Task statement
Reproduce the listing below verbatim, line by line, changing nothing.

▼

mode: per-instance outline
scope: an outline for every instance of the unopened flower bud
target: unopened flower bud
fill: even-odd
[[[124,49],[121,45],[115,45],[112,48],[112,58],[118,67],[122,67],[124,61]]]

▲

Task result
mode: per-instance outline
scope: an outline for every instance of the unopened flower bud
target: unopened flower bud
fill: even-odd
[[[124,49],[121,45],[115,45],[112,48],[112,58],[118,67],[122,67],[124,61]]]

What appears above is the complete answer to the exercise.